# TASK DETAILS
Return, from the listing below, each line where the word "confirm" appears.
━━ EXCERPTED RECORDS
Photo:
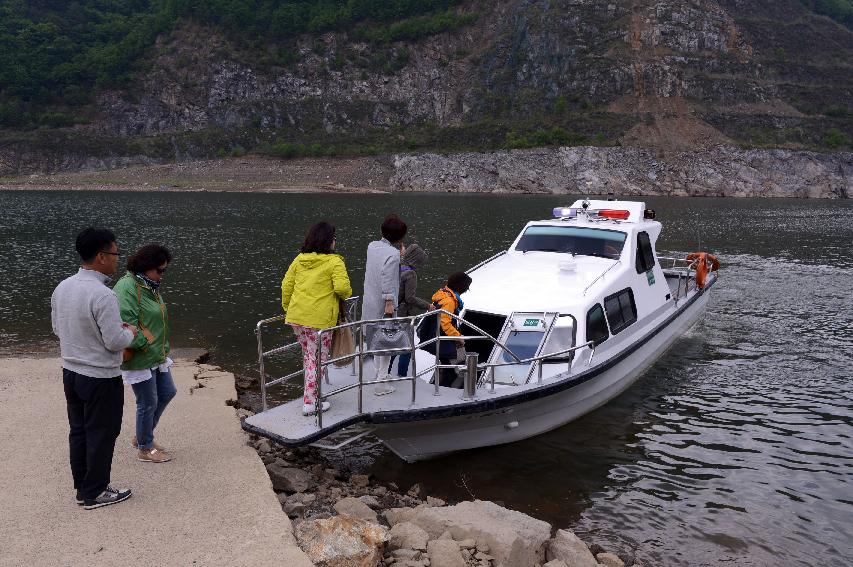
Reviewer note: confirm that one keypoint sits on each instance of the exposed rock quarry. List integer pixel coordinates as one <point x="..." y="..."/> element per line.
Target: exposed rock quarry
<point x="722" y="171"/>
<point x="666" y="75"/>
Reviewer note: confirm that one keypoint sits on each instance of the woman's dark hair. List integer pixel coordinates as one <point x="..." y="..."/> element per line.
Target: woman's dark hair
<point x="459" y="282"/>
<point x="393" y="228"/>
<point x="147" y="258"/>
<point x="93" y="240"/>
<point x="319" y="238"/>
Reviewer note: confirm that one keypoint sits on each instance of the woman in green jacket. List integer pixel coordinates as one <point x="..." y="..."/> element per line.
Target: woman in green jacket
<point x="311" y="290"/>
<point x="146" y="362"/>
━━━━
# RESPONSE
Reviewer note: confirm that one keypoint sits on each instance of the exposed rock quarry. List integer pixel coordinates as one <point x="..." y="..."/> element per line.
Reviewer note: confirm that one keypoint sits on each instance of the woman's dark hair. List integer pixel coordinates as one <point x="..." y="..."/> element per line.
Reviewer note: confirm that one keypoint sits on each instance of the woman in green jacket. List integer pixel coordinates as one <point x="..." y="..."/> element per line.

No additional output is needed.